» **Short task 1**
Reproduce the passage on nineteenth-century American geography textbooks word for word, in its entirety.
» **Short task 2**
Present the stretch of rows from the one containing "In this exercise you will find the shed" through the final row as a Markdown table with the columns "No." and "Line", omitting any blank lines.

This paper is an abbreviation of a study that examined over 50 geography textbooks targeted at primary school children and published between 1800 and 1913. All works examined were published in multiple editions and were in use during the nineteenth century in primary schools throughout the United States.

[5] “Turkey in Asia,” more than any other land, conveyed a unique and powerful set of ideas in American geography textbooks. The most “celebrated” and “important” part of Asiatic Turkey was the southern part of Syria, often, but not always, identified by geography textbooks as Palestine. This land had a number of important and widely-known packaged characteristics, yet two in particular were distinguished for their primacy. S. Augustus Mitchell called it, “…the country of the Israelites, and the birth-place of the Christian religion.” 8 Mimicking biblical typology, Palestine was first the land of the ancient Jews and second the land of Christ’s ministry. Jedidiah Morse, Jesse Olney, S. G. Goodrich, J .E. Worcester and Roswell Smith refer to the area as “Judea” and Peter Parley’s Geography for Beginners deems the country the Land of Canaan.9 Unconcerned with the actual realities of the region, American geography authors imparted their own organizational classifications onto the Eastern Mediterranean.

» **Excerpted data**
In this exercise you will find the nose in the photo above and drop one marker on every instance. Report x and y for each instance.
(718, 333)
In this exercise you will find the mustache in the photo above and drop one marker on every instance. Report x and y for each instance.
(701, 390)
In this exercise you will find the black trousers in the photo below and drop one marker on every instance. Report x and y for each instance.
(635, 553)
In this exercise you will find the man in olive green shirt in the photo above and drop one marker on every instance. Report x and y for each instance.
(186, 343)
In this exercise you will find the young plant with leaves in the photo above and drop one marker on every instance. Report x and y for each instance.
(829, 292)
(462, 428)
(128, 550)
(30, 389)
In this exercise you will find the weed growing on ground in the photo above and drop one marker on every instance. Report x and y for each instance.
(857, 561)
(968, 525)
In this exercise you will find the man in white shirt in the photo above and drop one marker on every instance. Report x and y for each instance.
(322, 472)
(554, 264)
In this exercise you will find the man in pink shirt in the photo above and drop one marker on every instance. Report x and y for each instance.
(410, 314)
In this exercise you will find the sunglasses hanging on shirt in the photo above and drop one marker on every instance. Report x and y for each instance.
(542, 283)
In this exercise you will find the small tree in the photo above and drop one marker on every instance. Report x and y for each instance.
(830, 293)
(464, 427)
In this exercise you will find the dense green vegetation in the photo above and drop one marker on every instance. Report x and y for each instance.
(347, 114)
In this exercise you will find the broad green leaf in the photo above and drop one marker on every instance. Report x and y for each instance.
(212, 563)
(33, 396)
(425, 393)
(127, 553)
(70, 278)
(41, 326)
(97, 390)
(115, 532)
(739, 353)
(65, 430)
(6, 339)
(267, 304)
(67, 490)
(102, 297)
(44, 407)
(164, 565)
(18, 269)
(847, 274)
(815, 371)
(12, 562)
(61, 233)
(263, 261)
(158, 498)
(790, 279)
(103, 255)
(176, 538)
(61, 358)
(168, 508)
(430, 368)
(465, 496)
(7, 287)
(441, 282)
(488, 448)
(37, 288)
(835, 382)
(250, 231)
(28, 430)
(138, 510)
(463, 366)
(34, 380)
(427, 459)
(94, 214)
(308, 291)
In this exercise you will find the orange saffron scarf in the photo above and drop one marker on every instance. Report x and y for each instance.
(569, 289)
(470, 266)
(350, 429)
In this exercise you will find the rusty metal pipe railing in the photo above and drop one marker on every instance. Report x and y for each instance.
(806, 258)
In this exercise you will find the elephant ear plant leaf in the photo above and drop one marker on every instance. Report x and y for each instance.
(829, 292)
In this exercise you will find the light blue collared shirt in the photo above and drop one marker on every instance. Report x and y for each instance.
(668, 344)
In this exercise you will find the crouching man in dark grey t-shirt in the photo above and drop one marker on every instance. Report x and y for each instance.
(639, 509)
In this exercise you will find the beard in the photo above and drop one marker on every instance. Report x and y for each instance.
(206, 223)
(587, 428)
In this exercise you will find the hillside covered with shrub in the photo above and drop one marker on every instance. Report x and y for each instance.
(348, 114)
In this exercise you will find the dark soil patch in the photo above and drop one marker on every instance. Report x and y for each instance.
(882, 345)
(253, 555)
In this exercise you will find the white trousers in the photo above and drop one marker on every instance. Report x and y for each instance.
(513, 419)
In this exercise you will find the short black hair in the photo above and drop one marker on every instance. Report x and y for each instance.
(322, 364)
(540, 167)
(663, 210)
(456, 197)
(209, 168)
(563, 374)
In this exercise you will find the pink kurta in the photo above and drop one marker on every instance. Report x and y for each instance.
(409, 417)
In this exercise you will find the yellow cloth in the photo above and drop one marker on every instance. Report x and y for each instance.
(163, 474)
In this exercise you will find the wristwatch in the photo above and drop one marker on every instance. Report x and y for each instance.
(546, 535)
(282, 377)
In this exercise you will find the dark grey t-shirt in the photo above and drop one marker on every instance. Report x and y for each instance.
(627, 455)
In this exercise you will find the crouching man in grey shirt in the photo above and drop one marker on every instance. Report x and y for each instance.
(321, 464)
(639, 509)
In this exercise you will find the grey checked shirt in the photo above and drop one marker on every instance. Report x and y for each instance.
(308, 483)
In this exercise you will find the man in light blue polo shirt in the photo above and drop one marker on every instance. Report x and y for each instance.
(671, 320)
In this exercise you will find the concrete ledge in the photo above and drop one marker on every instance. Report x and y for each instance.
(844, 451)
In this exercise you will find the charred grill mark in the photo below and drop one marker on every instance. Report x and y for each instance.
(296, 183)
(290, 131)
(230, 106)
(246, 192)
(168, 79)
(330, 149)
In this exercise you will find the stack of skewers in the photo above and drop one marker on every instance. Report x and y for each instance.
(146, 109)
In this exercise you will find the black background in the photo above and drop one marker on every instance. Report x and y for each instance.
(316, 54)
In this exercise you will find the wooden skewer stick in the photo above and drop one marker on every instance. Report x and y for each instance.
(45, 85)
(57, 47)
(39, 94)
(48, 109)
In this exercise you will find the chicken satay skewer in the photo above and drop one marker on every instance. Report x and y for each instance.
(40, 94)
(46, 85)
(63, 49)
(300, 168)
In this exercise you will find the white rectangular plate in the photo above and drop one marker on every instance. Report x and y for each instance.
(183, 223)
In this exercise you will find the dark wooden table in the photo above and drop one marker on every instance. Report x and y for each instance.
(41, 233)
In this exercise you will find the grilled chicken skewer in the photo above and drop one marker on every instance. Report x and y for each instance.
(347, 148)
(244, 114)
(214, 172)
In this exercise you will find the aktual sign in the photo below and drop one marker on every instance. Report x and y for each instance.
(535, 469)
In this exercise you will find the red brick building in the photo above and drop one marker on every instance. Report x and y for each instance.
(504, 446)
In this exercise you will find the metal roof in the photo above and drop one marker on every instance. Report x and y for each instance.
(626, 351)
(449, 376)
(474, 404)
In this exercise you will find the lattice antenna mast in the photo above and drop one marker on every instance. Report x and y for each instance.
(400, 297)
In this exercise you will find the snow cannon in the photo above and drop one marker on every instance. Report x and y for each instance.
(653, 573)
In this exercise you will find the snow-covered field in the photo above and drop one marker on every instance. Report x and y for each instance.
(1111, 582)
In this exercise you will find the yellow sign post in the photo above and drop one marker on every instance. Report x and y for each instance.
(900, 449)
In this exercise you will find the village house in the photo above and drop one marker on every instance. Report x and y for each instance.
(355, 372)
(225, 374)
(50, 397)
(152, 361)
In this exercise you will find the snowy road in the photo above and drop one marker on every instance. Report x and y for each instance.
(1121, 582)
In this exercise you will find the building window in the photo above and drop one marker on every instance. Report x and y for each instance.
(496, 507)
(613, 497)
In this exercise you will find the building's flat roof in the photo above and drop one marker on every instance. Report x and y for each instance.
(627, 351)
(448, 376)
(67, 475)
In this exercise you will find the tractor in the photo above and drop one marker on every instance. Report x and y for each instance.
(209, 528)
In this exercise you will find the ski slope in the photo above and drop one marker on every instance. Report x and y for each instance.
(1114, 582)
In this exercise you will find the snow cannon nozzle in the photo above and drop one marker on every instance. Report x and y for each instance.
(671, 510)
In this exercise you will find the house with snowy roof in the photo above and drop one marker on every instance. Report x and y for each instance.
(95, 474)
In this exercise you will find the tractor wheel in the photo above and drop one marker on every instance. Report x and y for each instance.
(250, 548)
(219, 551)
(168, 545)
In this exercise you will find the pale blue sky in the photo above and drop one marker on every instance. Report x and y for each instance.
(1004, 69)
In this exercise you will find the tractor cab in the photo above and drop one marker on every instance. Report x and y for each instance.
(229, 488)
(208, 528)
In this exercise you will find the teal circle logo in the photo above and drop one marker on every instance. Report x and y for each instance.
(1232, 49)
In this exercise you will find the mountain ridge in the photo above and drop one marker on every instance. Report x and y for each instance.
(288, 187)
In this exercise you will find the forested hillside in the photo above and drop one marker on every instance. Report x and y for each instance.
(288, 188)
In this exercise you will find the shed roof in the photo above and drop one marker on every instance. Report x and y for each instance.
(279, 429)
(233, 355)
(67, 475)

» **Reply 1**
This paper is an abbreviation of a study that examined over 50 geography textbooks targeted at primary school children and published between 1800 and 1913. All works examined were published in multiple editions and were in use during the nineteenth century in primary schools throughout the United States.

[5] “Turkey in Asia,” more than any other land, conveyed a unique and powerful set of ideas in American geography textbooks. The most “celebrated” and “important” part of Asiatic Turkey was the southern part of Syria, often, but not always, identified by geography textbooks as Palestine. This land had a number of important and widely-known packaged characteristics, yet two in particular were distinguished for their primacy. S. Augustus Mitchell called it, “…the country of the Israelites, and the birth-place of the Christian religion.” 8 Mimicking biblical typology, Palestine was first the land of the ancient Jews and second the land of Christ’s ministry. Jedidiah Morse, Jesse Olney, S. G. Goodrich, J .E. Worcester and Roswell Smith refer to the area as “Judea” and Peter Parley’s Geography for Beginners deems the country the Land of Canaan.9 Unconcerned with the actual realities of the region, American geography authors imparted their own organizational classifications onto the Eastern Mediterranean.

» **Reply 2**
| No. | Line |
|---|---|
| 1 | In this exercise you will find the shed roof in the photo above and drop one marker on every instance. Report x and y for each instance. |
| 2 | (279, 429) |
| 3 | (233, 355) |
| 4 | (67, 475) |